#### DATA SHOWN:

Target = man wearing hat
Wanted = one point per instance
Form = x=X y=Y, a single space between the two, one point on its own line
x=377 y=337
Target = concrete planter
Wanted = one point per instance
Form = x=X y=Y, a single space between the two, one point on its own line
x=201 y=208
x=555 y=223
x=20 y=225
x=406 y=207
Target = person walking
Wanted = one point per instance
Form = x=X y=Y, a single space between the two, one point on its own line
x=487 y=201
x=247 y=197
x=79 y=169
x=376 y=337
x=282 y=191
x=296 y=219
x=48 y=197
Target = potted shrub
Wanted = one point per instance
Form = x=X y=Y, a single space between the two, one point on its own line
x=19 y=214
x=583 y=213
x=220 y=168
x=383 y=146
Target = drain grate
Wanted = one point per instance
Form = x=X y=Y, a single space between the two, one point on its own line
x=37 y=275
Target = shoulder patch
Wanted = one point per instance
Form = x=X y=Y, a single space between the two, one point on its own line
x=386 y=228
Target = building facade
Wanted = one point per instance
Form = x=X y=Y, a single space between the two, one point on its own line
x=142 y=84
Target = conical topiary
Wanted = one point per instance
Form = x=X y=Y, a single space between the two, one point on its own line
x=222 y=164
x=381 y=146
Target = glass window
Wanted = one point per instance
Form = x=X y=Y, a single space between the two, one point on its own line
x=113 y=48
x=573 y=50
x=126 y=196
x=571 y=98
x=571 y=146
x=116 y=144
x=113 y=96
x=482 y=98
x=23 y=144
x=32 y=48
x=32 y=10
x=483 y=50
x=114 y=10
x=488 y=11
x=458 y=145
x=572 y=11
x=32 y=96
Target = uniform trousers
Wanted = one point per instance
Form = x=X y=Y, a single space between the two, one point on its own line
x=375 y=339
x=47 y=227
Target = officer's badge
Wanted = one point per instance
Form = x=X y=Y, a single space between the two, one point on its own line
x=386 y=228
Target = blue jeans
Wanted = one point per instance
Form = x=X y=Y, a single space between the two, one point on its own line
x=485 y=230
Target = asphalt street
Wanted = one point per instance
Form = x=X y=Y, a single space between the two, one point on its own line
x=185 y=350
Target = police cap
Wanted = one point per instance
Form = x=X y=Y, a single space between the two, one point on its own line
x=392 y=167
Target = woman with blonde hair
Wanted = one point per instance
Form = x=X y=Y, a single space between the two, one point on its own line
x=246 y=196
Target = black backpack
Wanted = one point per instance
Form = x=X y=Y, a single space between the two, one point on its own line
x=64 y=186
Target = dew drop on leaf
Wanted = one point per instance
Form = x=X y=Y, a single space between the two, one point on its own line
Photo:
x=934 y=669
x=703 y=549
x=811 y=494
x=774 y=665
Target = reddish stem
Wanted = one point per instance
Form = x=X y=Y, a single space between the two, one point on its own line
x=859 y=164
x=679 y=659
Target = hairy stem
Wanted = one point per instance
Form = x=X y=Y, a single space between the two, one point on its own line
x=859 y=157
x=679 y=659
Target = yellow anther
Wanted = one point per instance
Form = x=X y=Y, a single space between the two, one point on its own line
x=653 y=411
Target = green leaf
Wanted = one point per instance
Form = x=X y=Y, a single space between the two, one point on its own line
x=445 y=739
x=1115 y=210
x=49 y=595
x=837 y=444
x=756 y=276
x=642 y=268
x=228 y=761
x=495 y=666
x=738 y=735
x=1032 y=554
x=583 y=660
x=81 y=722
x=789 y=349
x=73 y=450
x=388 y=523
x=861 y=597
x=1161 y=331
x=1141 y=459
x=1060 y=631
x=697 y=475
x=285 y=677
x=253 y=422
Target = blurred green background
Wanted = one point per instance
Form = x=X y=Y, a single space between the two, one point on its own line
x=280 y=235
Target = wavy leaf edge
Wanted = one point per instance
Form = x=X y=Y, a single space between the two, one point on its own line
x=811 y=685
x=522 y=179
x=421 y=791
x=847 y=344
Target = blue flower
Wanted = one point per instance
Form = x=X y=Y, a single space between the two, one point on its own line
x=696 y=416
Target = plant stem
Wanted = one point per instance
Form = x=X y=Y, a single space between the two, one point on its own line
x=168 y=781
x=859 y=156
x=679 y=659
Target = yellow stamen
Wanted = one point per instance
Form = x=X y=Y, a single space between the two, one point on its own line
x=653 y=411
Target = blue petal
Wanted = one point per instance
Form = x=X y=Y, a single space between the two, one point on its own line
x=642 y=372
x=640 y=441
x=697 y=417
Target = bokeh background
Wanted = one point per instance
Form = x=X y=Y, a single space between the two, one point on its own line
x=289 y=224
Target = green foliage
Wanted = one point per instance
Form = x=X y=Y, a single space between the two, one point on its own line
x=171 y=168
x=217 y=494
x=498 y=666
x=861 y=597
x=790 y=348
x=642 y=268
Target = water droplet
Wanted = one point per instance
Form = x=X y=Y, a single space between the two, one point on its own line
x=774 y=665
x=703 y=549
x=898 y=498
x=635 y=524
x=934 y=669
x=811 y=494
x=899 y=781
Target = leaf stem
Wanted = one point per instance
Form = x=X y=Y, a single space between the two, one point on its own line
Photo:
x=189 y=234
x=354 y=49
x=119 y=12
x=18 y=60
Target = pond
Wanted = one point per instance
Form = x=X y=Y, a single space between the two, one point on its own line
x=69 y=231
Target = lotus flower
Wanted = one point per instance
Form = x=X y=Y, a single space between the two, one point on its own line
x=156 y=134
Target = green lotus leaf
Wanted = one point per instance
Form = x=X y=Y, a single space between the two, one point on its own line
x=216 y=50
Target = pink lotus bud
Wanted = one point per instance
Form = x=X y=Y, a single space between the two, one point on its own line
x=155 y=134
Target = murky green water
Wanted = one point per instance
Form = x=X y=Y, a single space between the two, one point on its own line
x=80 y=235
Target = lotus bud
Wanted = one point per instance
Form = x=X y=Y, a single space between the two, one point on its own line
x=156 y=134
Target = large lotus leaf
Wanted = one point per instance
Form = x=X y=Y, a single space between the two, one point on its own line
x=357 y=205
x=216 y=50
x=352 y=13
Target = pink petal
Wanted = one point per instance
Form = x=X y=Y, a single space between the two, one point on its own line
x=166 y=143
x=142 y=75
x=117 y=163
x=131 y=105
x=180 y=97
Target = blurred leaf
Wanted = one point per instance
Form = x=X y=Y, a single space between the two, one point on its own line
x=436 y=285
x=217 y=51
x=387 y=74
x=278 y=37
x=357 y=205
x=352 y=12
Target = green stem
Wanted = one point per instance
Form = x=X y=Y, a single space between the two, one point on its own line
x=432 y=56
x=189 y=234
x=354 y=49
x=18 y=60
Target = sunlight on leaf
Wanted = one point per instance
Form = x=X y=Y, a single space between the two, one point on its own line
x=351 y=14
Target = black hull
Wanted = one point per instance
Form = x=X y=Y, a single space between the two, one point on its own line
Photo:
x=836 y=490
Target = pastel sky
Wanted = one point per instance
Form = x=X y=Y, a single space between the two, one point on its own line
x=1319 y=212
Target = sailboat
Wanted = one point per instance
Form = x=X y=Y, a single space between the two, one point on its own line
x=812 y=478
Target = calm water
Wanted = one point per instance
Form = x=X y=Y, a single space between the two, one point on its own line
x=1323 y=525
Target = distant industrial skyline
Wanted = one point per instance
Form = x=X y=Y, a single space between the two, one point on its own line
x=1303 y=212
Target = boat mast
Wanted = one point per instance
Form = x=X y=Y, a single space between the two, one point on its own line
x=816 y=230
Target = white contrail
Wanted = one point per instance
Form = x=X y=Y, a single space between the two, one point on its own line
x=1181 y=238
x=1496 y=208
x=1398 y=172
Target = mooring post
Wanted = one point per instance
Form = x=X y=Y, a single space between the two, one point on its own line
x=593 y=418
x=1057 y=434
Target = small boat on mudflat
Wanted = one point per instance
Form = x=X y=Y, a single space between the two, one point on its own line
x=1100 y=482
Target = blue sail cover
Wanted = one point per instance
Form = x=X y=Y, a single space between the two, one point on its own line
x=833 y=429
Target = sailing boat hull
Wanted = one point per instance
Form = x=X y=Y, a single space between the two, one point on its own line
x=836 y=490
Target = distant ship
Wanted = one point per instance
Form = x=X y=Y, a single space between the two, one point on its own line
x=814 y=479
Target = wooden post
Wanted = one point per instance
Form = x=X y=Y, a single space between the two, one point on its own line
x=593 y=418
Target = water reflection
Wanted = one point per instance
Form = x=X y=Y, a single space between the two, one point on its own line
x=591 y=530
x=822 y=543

#### WORK ITEM:
The answer should be one number only: how many lines in the listing hold "pink".

#### ANSWER TO THE EXERCISE:
2